I’m not going to speak of how I studied Igbo and the other courses I have since learnt, since it wasn’t always a May Day. All wasn’t evil and Igbo is still an interesting course only that the Igbos are nincompoops and the only civilisation that would ostracize one for learning about them or gaining a degree without sleeping with lecturers! I have little knowledge of non-formal education and why that’s essential. What’s there to learn? What I must do to marry? Whom I should kill of my classmates or what taboo in Ibadan or Oyo state. I was cool with the scores or grades I received because I worked hard for them. Many UIites never returned to Kenneth Dike library past their compulsory registrations but would think you were favoured with 7 points for being a sycophant or whatever. I don’t even know if all the ghosts I met while reading at Kenneth Dike are responsible for my headache sef…lol.

I’m not going to belabour you with telling you what happens when human beings interact, especially connected to religion. The holier-than-thous are of course going to all about sniffing one’s underwear to determine when another has had sex but not keen to check their own promiscuity. Ehe! All the raves and parties of UI Cocoa Dome and all never saw my face but yeah! na me dey fuck pass. People would use me to run errands to church on a Sunday while they nursed a hangover from the previous night’s party yet na me dey do pass! Haba! I don’t do Yoruba, oh that’s obvious but they won’t leave me alone. Whoever got me to observe the National Youth Service in Oyo state must have just used me to gain every useful connection with the military in Oyo state. It’s not my job to give people connection, una hear? People use my contacts and add to theirs. As a matter of fact, they would even alienate or make people to hate me! I have no idea the only reason people grow up is to have sex or report other people’s sex lives. Oh! the hypocrisy reeks to the high heavens.

Doing missionary work for me, a degree graduate of the University of Ibadan, wasn’t accidental but incidental. I had dodged from that responsibility, which I considered unnecessary. As a matter of fact, I did tell a few leaders that I didn’t consider it a good idea. But I decided that I was becoming too ambitious and I needed to slow do, it wasn’t TO DIE! Some people have been known to take a career break only to return after some years, changed careers or did whatever. But No! It’s the job of the Mormon Church to do with its members what it willed. It treats adults like children, sells off their property and appoints managers over them. Worse still, they decide to label people mad or mentally deranged just to use them and that they have. The worst sabotage, as far as I am concerned is the Mormon initiation in their temples. People pledge away their lives while trying to be good people. They don’t just pledge away their lives they give away those of their family members. In my opinion, this is the new face of SLAVERY. It’s the new manifestation of MASONIC evil built on tongues of a lying 14 year old, Joseph Smith.

I’m not one to shy away from my promises. But I know a FRAUD when I see it and the Mormon Church is one. It’s a fraud. When the rich young man asked Jesus Christ what to do to gain eternal life, Christ asked him to sell that he had and FOLLOW HIM. Christ didn’t take all his property and gave them away to the poor. The young man was going to do the selling HIMSELF. But the smart fraudulent Church of Jesus Christ of Latter-day Saints uses people to insult other people. All my graduate school books left in the care of a member of Mormon Church may be gone without my permission. My property, which Mr Simeon Nnah took out of Public Storage in Mattapan, Massachusetts, USA to his family house in Needham, Massachusetts to safekeep for me may be gone. I hope not. He has refused to meet with me outside of the Aba Nigeria Temple complex since coming to do his missionary work at Aba, Nigeria.

Source material -
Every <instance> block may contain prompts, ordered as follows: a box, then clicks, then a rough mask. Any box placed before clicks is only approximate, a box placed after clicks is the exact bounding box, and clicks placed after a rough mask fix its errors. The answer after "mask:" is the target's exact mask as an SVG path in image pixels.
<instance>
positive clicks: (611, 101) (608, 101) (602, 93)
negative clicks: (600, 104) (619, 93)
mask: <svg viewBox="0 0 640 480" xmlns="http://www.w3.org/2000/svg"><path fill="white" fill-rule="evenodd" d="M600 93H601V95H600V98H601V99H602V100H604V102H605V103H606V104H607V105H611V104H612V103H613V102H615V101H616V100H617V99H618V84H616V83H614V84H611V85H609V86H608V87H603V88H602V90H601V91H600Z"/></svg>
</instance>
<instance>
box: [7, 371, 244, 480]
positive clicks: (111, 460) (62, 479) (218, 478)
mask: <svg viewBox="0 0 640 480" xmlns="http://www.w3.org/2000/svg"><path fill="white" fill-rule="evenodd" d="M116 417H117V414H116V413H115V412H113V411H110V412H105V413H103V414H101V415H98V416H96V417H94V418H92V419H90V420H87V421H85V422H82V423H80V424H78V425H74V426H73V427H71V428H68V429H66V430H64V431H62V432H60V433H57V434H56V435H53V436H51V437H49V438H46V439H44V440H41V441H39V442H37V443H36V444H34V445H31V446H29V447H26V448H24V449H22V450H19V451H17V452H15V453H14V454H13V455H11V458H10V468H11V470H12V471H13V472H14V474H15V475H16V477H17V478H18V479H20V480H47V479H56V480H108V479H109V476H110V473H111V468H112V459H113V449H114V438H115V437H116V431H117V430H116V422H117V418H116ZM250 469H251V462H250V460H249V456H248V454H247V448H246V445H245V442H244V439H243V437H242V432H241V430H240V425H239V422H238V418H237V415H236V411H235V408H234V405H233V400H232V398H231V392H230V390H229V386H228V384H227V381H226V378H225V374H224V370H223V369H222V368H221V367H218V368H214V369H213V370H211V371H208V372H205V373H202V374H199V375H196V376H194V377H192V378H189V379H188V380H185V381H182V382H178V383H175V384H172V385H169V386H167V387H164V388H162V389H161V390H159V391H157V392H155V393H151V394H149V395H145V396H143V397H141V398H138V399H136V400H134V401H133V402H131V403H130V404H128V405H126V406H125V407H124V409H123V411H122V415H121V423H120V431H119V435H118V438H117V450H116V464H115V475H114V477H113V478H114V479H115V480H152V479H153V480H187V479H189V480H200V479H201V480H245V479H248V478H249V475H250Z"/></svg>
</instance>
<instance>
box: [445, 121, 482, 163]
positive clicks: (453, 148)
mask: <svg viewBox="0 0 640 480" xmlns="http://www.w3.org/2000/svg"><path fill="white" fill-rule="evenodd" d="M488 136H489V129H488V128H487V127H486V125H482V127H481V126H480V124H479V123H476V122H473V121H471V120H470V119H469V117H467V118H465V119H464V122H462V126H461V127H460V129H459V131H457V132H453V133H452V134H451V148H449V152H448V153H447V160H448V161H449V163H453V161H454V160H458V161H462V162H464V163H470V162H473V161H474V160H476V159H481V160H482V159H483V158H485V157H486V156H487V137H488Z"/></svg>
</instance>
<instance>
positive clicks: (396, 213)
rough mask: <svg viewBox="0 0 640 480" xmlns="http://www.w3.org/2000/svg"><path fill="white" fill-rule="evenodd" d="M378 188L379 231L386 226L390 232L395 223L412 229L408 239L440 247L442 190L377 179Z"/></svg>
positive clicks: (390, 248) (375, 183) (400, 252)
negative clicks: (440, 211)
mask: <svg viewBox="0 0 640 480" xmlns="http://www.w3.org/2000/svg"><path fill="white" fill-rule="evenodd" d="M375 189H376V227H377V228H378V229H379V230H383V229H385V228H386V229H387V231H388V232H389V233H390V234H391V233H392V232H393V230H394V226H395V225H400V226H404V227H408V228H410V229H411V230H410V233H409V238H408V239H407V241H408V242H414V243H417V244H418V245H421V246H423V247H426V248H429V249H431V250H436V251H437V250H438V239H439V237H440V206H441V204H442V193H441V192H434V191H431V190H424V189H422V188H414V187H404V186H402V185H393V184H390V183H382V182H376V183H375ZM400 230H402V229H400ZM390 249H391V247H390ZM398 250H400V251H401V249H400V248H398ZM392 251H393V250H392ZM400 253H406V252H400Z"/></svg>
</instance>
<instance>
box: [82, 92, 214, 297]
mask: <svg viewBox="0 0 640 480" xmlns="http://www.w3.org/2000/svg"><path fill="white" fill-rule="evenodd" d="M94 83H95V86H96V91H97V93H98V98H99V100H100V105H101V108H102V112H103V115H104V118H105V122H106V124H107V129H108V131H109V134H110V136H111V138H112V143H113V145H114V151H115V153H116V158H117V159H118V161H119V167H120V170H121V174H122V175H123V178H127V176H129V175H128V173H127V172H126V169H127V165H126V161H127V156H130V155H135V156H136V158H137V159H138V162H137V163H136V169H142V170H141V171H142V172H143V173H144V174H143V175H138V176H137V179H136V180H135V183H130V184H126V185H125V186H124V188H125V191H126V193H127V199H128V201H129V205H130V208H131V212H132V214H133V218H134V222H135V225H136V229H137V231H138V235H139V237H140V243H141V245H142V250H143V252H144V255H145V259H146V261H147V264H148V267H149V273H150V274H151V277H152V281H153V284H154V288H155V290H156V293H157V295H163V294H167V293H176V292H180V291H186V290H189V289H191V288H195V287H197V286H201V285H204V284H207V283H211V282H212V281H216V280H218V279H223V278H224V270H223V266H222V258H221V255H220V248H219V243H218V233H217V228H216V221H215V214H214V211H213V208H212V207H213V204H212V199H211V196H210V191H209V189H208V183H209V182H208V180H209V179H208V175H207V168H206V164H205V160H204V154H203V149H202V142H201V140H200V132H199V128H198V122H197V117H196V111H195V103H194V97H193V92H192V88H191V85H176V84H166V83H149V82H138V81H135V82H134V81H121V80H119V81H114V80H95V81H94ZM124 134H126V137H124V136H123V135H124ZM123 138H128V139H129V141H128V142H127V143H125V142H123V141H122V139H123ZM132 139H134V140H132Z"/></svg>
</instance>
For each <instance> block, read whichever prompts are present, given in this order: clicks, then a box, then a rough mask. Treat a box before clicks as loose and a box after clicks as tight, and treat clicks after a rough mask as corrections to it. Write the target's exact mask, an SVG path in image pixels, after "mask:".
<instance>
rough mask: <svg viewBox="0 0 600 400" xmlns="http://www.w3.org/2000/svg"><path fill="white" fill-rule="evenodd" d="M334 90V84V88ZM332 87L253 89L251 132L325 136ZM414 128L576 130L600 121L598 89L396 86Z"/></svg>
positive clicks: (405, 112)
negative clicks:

Exercise requirements -
**1.** Copy word for word everything in the account of the University of Ibadan and the Mormon Church from "I’m not going to speak" down to "my headache sef…lol.".
**2.** Resume the account of the University of Ibadan and the Mormon Church, picking up after its final sentence.
The listing comes from a source unrelated to the account of the University of Ibadan and the Mormon Church.

Answers -
**1.**
I’m not going to speak of how I studied Igbo and the other courses I have since learnt, since it wasn’t always a May Day. All wasn’t evil and Igbo is still an interesting course only that the Igbos are nincompoops and the only civilisation that would ostracize one for learning about them or gaining a degree without sleeping with lecturers! I have little knowledge of non-formal education and why that’s essential. What’s there to learn? What I must do to marry? Whom I should kill of my classmates or what taboo in Ibadan or Oyo state. I was cool with the scores or grades I received because I worked hard for them. Many UIites never returned to Kenneth Dike library past their compulsory registrations but would think you were favoured with 7 points for being a sycophant or whatever. I don’t even know if all the ghosts I met while reading at Kenneth Dike are responsible for my headache sef…lol.

**2.**
Does going on a mission or doing missionary work mean death in the LDS Church? It means volunteering one’s time, effort and money for 18 months for young women, 24 months for young men but definitely not DEATH. The LDS Church should be investigated for fraud if it’s complicit.

 

A REPLY TO A MORMON (2)

I know that it isn’t cool or kind to speak ill of a benefactor. In this case a benefactor could be one’s parent, relative, school, institution or society. One who speaks ill of one’s own society is considered unpatriotic. But what happens when one’s society knows no good that one did or does? I was raised Mormon beginning in the early ’80s when my parents joined The Church of Jesus Christ of Latter-day Saints. It was fun to go to church. I learnt to be nice and do good to my fellow being. I learnt good morals. I wasn’t perfect as no human being known to me was.

I’d credit the Mormon Church and the Jehovah’s Witnesses Church as responsible for my early literacy. For instance, I read My Book of Bible Stories or whatever it’s called quite young because it had beautiful pictures of Bible characters. I became an adult before I knew that the book belonged to the Jehovah’s Witnesses Church. Perhaps that coloured my opinion on birthdays. I have never celebrated a birthday all my life and really, I don’t care. It pisses me off, till date. But now I have my attitude fixed because it has become more like I’m socially awkward. Anyway, this is a digression.

I don’t know that I have always had a rosy life as a Mormon kid growing up in a dangerous city as Aba. Aba is notorious for its rough life. For many years, we did not even have female missionaries of the Mormon Church in Aba because it wasn’t safe. Till date white people cannot move around with ease as they would in Port Harcourt. Lagos, or even Abuja. Aba was a typical no man’s land. It catered to the best and the worst as they were, East of the Niger. But it was no qualm growing up in this city teeming with traders, artisans, farmers and the like. It was a popular city. People came from far and wide to buy goods from Aba and transact other businesses in the city that I loved and hated. Don’t worry, I manage my love-hate relationship with the land of my birth quite well.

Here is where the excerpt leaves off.